====== Trecho fornecido

A investigação da morte de um homem em uma estranha alcova levarão os integrantes da agência de investigação Guanabara Real a enfrentarem perigos inimagináveis.
Sinopse:
Brasil, 1892. Na noite da inauguração da estátua do Corcovado, um horrendo crime toma de assalto a alta sociedade carioca. Para resolver o mistério, a investigadora particular Maria Tereza Floresta, o engenheiro positivista Firmino Boaventura e o dândi místico Remy Rudá terão de se embrenhar numa perigosa trama de poder e corrupção. O que parece mais um caso, aos poucos se revela um plano que põe em risco o futuro de todo país e para impedi-lo, a agência de detetives Guanabara Real terá de usar toda a sua perícia para solucionar os enigmas tecnológicos e os mistérios arcanos da sangrenta Alcova da Morte!
Uma trama de investigação policial. Um enredo de ficção científica. Um crime de horror sobrenatural. Três autores, Três heróis, em um Rio de Janeiro que nunca existiu!
Imagine você em sua casa se esforçando para dar coerência ao seu universo que você tanto quer escrever. Horas de pesquisa para fazer uma série de anotações fazerem sentido. Personagens que precisam se relacionar em uma narrativa coerente. Esse é o ofício do escritor, algo que leva horas para ser realizado e é uma tarefa árdua e cansativa. E recompensadora ao final. Imagine agora que você chamou dois colegas para escrever junto com você. Agora são três mentes pensando. E seis mãos escrevendo. Parece fácil, né? Mas e se um dos colegas não concordar com o rumo da história que você está escrevendo? E se o outro quer que o personagem esteja no local X, mas você tinha pensado que ele estaria no local Y nesse mesmo momento? Complicou, hein. Essa foi a tarefa pensada por Eneias Tavares, Nikelen Witter e A.Z. Cordenonsi. Antes de falar qualquer coisa sobre narrativa ou personagens, tenho que dar os meus aplausos de pé pela proposta que poderia dar muito errado e deu muito certo.
A Agência Guanabara Real é responsável pela investigação de casos insólitos aos quais a polícia não deseja se envolver. Pode ser um grande figurão envolvido em um esquema de corrupção ou um sequestro com alto risco de resgate. Maria Teresa, Firmino e Remi são especialistas em suas respectivas áreas de atuação e são os melhores no que fazem. Maria Teresa é uma sobrevivente das ruas selvagens do Rio de Janeiro. Conhecendo todas as manhas para ser bem sucedida nesse universo de sangue e vapor, ela é uma mulher que conhece a essência das pessoas. Remi é um homem envolvido com o oculto, com o estranho e misterioso. Um homem que vive dos prazeres da vida, experimentando a luxúria e a alegria de uma vida desregrada. Já Firmino é um talentoso engenheiro que teve sua mão substituída por uma prótese. Sofre com o preconceito de uma sociedade que vê em sua cor um índice valor para alguém. Nossos personagens irão se envolver com um estranho assassinato dentro de uma alcova durante a festa de inauguração de um imenso objeto colocado no alto do Corcovado pelo Barão do Desterro. Um presente em homenagem ao desenvolvimento da cidade em prol dos seus cidadãos. Esse assassinato levará a agência a uma teia de intrigas e conspirações e os colocarão frente a frente com uma antiga ameaça.

============

Objetivo declarado
Transcreva sem alterações a parte do texto sobre a agência Guanabara Real que começa em "Uma trama de" e segue até "que nunca existiu!". Este material vem de outra fonte.

====== Informações fornecidas

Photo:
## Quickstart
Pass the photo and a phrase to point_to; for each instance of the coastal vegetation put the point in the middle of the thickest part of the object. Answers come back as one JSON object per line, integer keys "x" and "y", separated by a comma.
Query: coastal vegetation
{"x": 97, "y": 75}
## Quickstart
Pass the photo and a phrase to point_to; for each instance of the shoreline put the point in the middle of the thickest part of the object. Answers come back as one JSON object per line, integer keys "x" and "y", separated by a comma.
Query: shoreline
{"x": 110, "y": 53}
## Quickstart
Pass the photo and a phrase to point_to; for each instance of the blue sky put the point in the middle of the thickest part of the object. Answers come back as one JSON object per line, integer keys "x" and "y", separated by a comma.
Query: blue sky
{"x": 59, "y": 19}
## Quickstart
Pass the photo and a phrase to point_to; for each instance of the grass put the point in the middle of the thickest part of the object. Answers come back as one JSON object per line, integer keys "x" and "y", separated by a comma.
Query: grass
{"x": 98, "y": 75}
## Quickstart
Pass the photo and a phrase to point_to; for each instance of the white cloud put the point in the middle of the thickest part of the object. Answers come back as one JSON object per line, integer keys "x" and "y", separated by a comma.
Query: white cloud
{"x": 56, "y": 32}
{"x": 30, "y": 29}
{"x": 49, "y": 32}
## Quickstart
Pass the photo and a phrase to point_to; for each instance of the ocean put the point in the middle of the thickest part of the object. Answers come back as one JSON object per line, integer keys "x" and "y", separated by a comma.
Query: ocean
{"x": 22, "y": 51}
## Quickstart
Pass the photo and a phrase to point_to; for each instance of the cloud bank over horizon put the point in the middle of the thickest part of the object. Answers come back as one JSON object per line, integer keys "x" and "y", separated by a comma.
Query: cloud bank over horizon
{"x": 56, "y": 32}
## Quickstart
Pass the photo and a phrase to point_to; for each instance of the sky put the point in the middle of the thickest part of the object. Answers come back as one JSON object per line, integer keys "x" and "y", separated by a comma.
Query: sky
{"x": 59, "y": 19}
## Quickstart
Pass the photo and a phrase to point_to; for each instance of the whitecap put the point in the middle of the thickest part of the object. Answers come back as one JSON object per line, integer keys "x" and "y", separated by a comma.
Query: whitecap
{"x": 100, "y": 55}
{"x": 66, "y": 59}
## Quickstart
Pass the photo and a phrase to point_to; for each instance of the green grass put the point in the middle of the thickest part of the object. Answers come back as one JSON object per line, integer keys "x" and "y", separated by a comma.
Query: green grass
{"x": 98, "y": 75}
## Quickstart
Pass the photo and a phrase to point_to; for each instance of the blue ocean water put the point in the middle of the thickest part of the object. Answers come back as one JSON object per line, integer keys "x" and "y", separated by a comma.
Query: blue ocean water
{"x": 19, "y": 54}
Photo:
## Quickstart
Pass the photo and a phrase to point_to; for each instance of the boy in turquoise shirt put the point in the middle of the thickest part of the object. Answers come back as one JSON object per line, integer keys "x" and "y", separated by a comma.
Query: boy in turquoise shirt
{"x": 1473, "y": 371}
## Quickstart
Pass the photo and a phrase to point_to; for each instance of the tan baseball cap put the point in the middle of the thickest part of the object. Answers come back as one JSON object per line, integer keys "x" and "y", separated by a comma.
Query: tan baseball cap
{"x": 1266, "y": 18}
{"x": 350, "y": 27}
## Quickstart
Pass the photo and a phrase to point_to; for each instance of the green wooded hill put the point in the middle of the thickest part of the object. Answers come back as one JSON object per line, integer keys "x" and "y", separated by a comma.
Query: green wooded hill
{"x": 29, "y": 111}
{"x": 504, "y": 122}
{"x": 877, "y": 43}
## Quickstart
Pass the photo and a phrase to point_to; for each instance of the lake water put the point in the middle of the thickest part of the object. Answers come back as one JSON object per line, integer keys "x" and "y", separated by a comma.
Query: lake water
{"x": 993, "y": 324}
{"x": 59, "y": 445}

============

Tarefa concluída
Uma trama de investigação policial. Um enredo de ficção científica. Um crime de horror sobrenatural. Três autores, Três heróis, em um Rio de Janeiro que nunca existiu!